What to produce -
Tally the lines in the listing below that contain the string "preceding", and state only the total.
>>
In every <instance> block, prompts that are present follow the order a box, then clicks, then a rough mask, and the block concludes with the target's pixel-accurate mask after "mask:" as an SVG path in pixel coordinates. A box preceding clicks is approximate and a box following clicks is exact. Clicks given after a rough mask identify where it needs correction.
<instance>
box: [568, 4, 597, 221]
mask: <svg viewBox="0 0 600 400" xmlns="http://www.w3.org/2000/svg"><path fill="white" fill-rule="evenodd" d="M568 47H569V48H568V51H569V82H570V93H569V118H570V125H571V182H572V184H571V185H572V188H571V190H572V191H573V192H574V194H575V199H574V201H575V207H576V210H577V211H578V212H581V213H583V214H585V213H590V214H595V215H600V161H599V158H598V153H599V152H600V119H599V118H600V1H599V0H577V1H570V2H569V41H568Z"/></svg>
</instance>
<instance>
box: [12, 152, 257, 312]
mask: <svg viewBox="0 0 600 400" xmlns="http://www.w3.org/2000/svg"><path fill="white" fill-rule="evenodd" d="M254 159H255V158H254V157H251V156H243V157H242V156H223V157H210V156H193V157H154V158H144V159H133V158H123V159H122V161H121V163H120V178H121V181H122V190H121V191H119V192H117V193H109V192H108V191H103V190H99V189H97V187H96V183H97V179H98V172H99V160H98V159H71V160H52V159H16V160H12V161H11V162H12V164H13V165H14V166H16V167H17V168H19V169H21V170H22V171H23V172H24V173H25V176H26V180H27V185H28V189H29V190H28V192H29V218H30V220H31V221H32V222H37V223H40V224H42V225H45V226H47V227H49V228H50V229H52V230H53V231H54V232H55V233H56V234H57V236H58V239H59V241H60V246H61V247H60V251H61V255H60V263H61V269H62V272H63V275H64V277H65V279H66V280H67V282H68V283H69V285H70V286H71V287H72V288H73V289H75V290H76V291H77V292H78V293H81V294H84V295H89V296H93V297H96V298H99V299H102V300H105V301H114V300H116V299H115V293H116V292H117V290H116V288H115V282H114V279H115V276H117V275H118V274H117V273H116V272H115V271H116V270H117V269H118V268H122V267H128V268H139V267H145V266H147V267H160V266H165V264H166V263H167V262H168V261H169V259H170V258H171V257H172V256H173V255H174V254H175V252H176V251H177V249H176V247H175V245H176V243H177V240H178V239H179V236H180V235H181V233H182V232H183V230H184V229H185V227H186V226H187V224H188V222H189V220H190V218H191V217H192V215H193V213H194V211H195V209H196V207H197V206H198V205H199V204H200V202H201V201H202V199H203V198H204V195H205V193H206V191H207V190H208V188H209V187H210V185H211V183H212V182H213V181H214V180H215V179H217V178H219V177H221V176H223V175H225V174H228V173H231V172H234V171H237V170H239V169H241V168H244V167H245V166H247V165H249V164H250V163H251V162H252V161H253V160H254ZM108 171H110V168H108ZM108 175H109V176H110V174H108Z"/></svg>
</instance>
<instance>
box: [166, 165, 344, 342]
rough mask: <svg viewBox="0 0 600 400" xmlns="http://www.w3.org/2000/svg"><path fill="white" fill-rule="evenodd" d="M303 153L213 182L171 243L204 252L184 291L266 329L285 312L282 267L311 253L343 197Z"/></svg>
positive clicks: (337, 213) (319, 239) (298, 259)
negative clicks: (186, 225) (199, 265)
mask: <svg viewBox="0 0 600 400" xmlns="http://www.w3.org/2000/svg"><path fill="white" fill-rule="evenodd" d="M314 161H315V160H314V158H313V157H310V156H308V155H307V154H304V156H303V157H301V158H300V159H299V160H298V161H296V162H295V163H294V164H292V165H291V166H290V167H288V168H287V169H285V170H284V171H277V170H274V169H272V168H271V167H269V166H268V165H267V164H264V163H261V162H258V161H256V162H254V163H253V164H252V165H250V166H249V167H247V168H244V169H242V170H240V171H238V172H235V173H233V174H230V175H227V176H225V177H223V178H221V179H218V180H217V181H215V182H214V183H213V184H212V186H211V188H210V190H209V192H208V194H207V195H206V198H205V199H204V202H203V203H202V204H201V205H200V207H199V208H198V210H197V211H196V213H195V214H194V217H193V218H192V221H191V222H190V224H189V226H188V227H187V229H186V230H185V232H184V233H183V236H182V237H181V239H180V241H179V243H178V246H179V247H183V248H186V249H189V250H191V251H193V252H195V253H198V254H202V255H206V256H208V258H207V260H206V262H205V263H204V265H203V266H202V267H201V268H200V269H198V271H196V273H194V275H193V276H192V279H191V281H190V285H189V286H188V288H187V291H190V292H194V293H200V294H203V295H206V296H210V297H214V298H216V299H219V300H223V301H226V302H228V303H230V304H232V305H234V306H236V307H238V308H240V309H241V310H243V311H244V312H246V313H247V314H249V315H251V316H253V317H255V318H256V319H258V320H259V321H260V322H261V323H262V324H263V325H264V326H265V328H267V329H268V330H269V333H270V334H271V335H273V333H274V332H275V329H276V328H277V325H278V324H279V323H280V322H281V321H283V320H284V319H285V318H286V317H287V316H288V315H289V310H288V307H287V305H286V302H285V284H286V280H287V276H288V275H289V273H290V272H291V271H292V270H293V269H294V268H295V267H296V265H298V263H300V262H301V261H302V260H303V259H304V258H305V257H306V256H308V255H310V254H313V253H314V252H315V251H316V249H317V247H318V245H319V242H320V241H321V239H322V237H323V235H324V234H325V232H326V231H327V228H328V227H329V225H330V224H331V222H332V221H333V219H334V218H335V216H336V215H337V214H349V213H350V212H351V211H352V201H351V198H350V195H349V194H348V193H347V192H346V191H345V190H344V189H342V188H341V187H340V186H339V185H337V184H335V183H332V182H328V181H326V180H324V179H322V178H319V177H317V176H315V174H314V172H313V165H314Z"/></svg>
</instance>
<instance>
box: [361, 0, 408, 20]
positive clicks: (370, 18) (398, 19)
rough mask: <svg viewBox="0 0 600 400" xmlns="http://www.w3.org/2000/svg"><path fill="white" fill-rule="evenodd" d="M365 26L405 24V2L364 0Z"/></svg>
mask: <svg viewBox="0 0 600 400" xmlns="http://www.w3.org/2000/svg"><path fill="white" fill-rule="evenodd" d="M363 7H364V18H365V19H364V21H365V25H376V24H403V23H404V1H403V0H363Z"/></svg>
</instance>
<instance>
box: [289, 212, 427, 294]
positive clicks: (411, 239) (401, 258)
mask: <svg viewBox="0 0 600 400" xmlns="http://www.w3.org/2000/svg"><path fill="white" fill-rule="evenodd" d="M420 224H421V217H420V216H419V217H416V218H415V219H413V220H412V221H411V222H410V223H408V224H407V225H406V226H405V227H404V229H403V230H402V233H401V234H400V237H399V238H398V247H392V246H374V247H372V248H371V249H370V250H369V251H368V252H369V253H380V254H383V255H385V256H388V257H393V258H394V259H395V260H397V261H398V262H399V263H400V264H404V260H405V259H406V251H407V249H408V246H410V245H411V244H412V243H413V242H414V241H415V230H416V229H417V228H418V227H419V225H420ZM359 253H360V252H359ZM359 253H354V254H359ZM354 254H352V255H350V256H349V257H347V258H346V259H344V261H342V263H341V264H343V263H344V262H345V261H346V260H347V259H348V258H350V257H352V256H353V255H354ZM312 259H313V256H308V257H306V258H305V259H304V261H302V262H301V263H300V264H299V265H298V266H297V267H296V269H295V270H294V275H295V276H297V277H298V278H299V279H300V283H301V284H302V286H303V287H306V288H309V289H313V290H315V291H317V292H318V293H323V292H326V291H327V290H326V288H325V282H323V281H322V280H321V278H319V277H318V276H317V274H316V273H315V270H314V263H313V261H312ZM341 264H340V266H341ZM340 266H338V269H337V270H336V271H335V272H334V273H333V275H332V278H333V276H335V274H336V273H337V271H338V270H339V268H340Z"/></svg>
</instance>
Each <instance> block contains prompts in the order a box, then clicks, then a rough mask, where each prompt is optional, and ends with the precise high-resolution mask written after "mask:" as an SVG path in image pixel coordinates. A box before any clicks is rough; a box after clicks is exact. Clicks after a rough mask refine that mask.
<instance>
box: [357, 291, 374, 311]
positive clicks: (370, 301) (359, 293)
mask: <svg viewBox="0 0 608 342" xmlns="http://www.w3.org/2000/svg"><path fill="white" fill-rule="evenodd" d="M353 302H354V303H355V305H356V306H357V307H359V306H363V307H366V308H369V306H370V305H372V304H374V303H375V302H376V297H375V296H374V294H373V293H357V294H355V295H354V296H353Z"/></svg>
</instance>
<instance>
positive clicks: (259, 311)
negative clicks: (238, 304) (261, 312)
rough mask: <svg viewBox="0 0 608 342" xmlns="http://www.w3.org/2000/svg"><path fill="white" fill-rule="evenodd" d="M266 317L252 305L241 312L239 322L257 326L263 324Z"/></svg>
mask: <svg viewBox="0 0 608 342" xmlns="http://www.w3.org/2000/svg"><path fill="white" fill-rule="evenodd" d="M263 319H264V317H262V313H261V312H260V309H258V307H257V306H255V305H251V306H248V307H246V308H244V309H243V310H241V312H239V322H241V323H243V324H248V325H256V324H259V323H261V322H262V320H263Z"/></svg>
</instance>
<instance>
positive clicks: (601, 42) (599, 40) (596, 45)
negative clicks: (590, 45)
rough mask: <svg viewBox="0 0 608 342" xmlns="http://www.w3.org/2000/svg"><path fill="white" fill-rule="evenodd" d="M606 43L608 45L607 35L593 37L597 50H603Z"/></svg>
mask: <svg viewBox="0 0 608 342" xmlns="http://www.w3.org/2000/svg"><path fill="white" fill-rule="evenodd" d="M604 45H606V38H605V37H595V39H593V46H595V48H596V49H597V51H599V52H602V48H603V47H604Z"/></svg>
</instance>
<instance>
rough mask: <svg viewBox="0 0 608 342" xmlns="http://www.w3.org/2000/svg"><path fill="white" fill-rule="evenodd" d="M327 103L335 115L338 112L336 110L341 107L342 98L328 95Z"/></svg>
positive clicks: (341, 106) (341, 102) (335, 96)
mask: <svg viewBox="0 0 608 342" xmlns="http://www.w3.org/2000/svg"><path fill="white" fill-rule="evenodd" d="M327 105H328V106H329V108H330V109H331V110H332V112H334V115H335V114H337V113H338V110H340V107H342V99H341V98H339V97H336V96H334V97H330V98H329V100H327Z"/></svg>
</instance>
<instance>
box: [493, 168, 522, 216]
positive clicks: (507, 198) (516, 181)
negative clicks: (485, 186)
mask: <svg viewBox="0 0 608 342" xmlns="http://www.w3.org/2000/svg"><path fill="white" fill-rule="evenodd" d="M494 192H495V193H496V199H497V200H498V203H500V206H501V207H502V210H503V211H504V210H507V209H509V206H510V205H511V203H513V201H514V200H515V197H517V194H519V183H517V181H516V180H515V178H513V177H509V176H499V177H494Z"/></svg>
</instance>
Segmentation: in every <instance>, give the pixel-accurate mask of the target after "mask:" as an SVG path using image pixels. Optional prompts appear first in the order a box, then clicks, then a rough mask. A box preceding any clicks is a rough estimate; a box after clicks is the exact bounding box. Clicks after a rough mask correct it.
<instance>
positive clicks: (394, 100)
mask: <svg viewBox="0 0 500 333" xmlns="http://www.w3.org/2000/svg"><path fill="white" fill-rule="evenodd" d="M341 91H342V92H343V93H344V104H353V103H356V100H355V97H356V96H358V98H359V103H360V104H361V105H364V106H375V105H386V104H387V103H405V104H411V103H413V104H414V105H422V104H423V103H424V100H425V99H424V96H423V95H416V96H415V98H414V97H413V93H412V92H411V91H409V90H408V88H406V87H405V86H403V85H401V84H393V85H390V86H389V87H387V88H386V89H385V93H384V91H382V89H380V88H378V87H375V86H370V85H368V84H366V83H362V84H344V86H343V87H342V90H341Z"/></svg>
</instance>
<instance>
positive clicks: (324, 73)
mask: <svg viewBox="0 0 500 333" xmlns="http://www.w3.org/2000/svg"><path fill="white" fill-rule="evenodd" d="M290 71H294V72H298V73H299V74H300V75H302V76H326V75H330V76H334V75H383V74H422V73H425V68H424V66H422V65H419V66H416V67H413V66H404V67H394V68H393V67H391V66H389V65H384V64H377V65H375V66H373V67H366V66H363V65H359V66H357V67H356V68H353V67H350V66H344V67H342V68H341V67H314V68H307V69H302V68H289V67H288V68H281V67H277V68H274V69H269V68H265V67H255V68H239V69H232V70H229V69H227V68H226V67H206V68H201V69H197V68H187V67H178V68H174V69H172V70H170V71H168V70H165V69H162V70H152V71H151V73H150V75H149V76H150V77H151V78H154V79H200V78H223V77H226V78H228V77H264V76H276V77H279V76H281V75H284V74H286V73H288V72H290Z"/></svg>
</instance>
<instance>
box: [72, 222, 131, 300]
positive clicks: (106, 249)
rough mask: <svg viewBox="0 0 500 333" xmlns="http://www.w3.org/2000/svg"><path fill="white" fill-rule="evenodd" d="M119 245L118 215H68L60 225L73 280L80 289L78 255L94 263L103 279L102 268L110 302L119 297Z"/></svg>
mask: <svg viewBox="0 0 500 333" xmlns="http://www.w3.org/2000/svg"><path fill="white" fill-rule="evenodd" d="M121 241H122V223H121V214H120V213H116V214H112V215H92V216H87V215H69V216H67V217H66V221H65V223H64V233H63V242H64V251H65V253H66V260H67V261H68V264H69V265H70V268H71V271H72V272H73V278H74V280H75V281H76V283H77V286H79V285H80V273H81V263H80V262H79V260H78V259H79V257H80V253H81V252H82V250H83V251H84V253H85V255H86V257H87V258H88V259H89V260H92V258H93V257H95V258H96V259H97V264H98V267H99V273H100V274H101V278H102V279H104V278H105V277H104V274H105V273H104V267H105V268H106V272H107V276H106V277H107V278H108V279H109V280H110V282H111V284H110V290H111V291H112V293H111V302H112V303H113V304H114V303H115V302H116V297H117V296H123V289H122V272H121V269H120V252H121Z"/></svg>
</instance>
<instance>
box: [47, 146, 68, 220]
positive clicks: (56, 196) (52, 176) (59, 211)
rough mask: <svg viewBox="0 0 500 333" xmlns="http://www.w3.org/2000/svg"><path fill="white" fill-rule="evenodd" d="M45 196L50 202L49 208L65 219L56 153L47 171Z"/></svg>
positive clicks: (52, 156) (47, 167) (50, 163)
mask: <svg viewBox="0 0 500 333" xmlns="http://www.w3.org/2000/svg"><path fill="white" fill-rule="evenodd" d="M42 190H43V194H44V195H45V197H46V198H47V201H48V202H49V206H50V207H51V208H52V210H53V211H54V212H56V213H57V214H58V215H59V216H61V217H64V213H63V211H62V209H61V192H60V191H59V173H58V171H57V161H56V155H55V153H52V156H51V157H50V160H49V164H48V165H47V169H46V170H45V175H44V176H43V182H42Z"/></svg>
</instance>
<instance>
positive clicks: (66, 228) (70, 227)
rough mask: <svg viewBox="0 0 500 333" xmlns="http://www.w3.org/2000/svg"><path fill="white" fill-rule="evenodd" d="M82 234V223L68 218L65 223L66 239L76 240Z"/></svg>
<<
Written solution -
2